▶ Provided text:
Prof Kaufer said: “We now have two biomarkers that tell you exactly where the blood-brain barrier is leaking, so you can select patients for treatment and make decisions about how long you give the drug.
“You can follow them, and when the blood-brain barrier is healed, you no longer need the drug.”
When they gave the drug to mice in doses that lowered the gene’s activity, their brains looked younger.
There was less inflammation and improved brain waves — as well as reduced seizure susceptibility. They also navigated a maze or learned a spatial task like a young mouse.
In an analysis of brain tissue from humans, Prof Kaufer found evidence of albumin in aged brains and increased neuro-inflammation and TGF- production.
Prof Friedman, of Ben-Gurion University of the Negev in Israel, developed a scanning technique called DCE (dynamic contrast-enhanced) – a special type of MRI. This detected more leakage in the blood-brain barrier of people with greater cognitive decline.
Altogether, the evidence points to a disfunction in the brain’s blood filtration system as one of the earliest triggers of neurological ageing, said Prof Kaufer.

[Collected data entries]

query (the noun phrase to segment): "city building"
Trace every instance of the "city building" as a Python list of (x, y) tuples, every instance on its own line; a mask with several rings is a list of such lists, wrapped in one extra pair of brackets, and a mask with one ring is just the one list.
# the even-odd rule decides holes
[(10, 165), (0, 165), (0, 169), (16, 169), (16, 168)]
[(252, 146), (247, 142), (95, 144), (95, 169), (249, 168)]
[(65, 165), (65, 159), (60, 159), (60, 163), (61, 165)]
* * *
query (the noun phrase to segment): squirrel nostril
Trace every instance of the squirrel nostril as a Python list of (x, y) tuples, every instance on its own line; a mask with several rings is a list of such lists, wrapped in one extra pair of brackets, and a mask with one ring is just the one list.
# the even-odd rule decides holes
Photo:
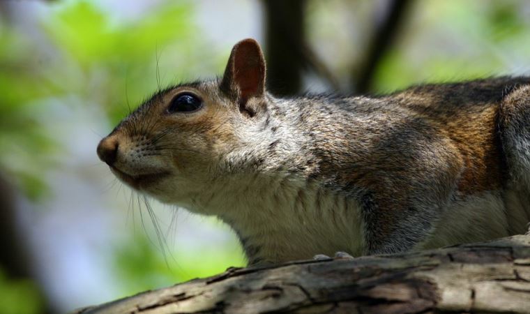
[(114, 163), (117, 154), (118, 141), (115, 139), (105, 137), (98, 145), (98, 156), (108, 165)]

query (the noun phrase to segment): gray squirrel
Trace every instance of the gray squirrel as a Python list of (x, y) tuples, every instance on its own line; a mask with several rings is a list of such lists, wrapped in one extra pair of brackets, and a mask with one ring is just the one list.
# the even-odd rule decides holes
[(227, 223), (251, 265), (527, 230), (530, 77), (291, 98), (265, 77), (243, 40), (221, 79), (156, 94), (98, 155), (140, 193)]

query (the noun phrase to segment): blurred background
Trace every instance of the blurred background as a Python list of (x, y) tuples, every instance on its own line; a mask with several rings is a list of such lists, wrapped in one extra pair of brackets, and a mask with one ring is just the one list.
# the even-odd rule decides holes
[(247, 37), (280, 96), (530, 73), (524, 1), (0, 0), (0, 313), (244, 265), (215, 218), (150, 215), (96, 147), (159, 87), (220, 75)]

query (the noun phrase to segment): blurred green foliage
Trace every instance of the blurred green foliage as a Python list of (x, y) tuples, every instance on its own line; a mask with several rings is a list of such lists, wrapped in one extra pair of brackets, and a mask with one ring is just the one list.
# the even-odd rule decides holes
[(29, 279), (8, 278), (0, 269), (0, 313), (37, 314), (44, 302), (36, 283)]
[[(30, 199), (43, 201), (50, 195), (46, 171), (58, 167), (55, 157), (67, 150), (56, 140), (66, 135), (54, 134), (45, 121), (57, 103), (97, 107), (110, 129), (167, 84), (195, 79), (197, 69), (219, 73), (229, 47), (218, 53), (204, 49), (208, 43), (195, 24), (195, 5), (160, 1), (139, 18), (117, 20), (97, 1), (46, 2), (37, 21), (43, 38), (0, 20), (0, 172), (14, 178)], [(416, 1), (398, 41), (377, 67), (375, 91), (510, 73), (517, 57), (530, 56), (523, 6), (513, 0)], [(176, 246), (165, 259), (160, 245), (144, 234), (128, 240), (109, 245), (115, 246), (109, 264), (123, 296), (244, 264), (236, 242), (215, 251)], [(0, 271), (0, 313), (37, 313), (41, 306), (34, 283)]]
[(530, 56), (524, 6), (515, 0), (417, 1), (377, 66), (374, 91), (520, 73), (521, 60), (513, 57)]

▶ Problems and tasks:
**A.** In the passage on the blood-brain barrier, what scanning technique did Prof Friedman develop?
**B.** Continue the passage on the blood-brain barrier from its last sentence.

▶ Answers to this exercise:
**A.** He developed DCE (dynamic contrast-enhanced), a special type of MRI.

**B.**
Her team have started a company to develop a drug to heal the blood-brain barrier for clinical treatment. It may eventually help older adults with dementia or Alzheimer’s disease who have demonstrated leakage of the blood-brain barrier.
Prof Kaufer said: “We got to this through this back door; we started with questions about plasticity having to do with the blood-brain barrier, traumatic brain injury and how epilepsy develops.
“But after we’d learned a lot about the mechanisms, we started thinking that maybe in ageing it is the same story.
This is new biology, a completely new angle on why neurological function deteriorates as the brain ages.”